Copy the entries below word for word, from the first line through the line containing "pixel 871 492", including that line.

****************************************

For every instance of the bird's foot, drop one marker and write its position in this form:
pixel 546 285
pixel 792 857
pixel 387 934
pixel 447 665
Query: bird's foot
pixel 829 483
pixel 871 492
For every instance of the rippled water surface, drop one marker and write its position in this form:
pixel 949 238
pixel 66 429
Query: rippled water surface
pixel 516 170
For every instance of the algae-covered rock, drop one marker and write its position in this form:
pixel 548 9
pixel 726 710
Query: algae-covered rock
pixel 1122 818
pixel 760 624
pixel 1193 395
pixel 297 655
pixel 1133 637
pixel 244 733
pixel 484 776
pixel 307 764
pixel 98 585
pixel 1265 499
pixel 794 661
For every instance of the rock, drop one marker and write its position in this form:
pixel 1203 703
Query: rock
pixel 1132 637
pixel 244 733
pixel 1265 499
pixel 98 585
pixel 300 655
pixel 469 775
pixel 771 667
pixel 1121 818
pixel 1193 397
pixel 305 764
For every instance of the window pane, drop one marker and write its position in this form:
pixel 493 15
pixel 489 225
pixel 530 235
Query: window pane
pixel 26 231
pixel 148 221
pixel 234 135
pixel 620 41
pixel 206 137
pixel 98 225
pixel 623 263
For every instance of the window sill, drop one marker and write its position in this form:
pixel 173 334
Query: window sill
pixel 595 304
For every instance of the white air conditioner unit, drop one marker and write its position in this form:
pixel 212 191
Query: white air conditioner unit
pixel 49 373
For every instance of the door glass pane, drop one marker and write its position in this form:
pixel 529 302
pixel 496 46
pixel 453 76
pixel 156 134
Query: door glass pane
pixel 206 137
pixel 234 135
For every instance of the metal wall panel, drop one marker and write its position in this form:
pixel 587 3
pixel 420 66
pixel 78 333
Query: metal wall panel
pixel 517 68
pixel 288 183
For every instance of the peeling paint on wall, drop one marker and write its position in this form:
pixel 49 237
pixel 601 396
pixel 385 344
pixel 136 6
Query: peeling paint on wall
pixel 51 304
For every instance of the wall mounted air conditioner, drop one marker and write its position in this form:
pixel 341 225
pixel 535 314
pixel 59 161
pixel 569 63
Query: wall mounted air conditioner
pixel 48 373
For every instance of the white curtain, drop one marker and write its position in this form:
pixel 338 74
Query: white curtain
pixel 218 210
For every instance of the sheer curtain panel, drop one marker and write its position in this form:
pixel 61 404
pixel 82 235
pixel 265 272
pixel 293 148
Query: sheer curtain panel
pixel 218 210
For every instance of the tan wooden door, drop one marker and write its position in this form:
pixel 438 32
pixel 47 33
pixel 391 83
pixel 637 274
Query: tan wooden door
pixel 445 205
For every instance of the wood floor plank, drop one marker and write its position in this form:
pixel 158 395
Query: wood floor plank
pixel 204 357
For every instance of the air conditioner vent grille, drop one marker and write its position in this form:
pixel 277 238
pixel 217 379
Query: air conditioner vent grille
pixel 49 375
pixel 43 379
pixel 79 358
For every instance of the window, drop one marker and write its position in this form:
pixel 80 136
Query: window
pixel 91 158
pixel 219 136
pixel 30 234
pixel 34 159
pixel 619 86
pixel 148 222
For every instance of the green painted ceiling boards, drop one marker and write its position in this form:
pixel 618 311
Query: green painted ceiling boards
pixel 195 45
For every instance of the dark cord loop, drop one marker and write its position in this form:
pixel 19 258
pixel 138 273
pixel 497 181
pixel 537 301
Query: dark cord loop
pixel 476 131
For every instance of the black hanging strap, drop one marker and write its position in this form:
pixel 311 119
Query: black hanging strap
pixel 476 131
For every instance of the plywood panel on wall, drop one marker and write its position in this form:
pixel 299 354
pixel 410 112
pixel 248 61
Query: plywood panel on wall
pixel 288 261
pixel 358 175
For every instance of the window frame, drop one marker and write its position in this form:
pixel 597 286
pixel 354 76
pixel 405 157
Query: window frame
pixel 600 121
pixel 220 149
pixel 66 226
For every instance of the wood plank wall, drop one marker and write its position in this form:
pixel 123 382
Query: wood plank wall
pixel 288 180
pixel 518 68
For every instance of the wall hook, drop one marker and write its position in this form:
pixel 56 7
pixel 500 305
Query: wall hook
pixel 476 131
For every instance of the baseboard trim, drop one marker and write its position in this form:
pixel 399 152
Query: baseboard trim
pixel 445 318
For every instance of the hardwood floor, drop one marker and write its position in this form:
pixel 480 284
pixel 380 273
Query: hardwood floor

****************************************

Solution to this task>
For every instance of the bird's foot, drop one marker and write its position in this form:
pixel 546 285
pixel 792 857
pixel 387 934
pixel 447 665
Query: bird's foot
pixel 829 483
pixel 871 492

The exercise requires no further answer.